__DATA FOR THIS EXERCISE__.
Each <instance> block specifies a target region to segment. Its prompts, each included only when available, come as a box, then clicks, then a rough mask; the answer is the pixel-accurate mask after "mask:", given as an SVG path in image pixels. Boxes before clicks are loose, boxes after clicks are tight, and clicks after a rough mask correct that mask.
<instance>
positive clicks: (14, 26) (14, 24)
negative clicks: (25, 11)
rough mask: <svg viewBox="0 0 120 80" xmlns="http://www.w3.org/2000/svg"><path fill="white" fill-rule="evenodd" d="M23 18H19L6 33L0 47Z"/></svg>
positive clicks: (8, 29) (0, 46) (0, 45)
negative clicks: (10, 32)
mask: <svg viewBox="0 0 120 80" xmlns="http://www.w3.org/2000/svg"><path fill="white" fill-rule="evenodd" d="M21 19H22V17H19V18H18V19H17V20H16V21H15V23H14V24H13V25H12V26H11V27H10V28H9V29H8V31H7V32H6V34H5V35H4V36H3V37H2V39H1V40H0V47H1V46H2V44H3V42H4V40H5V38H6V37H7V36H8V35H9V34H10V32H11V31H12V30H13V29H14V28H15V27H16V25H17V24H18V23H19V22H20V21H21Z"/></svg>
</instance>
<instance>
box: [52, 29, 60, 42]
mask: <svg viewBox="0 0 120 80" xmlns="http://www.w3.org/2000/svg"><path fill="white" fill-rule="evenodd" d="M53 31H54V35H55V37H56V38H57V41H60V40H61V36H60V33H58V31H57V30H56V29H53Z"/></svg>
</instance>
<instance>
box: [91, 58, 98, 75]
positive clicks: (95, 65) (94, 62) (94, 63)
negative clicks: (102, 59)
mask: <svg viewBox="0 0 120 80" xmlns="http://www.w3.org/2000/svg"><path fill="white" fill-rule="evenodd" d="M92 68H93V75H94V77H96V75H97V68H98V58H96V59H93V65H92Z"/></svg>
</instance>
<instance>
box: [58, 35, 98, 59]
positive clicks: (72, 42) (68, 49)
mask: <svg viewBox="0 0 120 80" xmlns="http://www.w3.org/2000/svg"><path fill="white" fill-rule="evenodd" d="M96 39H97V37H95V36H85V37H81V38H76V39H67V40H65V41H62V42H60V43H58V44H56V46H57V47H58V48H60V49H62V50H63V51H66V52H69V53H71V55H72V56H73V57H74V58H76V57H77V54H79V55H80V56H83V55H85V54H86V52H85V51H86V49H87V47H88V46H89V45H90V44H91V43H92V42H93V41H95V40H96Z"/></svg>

__YOUR GOAL__. Output every line of the listing exactly as written.

__RESPONSE__.
Each <instance> block specifies a target region to segment. Its prompts, each included only when available, come as a box, then clicks, then a rough mask; the answer is the pixel-accurate mask after "mask:", given as an SVG path in image pixels. Boxes before clicks are loose, boxes after clicks are tight, and clicks after a rough mask correct that mask.
<instance>
positive clicks: (14, 26) (14, 24)
negative clicks: (25, 11)
rough mask: <svg viewBox="0 0 120 80" xmlns="http://www.w3.org/2000/svg"><path fill="white" fill-rule="evenodd" d="M23 18H19L6 33L0 47Z"/></svg>
positive clicks: (8, 29) (0, 46) (0, 45)
negative clicks: (10, 32)
mask: <svg viewBox="0 0 120 80" xmlns="http://www.w3.org/2000/svg"><path fill="white" fill-rule="evenodd" d="M21 19H22V17H19V18H18V19H17V20H16V21H15V23H14V24H13V25H12V26H11V27H10V28H9V29H8V31H7V32H6V34H5V35H4V36H3V37H2V39H1V40H0V47H1V46H2V44H3V42H4V40H5V38H6V37H7V36H8V35H9V34H10V32H11V31H12V30H13V29H14V28H15V27H16V25H17V24H18V23H19V22H20V21H21Z"/></svg>
</instance>
<instance>
box: [52, 29, 60, 42]
mask: <svg viewBox="0 0 120 80" xmlns="http://www.w3.org/2000/svg"><path fill="white" fill-rule="evenodd" d="M53 31H54V35H55V37H56V38H57V41H60V40H61V36H60V33H58V31H57V30H56V29H53Z"/></svg>
</instance>
<instance>
box: [91, 58, 98, 75]
positive clicks: (95, 65) (94, 62) (94, 63)
negative clicks: (102, 59)
mask: <svg viewBox="0 0 120 80" xmlns="http://www.w3.org/2000/svg"><path fill="white" fill-rule="evenodd" d="M92 68H93V75H94V77H96V75H97V68H98V58H96V59H93V65H92Z"/></svg>
</instance>
<instance>
box: [58, 35, 98, 59]
positive clicks: (72, 42) (68, 49)
mask: <svg viewBox="0 0 120 80" xmlns="http://www.w3.org/2000/svg"><path fill="white" fill-rule="evenodd" d="M96 39H97V37H95V36H85V37H81V38H76V39H67V40H65V41H62V42H60V43H58V44H56V46H57V47H58V48H60V49H62V50H63V51H66V52H69V53H71V55H72V56H73V57H74V58H76V57H77V54H79V55H80V56H83V55H85V54H86V52H85V51H86V49H87V47H88V46H89V45H90V44H91V43H92V42H93V41H95V40H96Z"/></svg>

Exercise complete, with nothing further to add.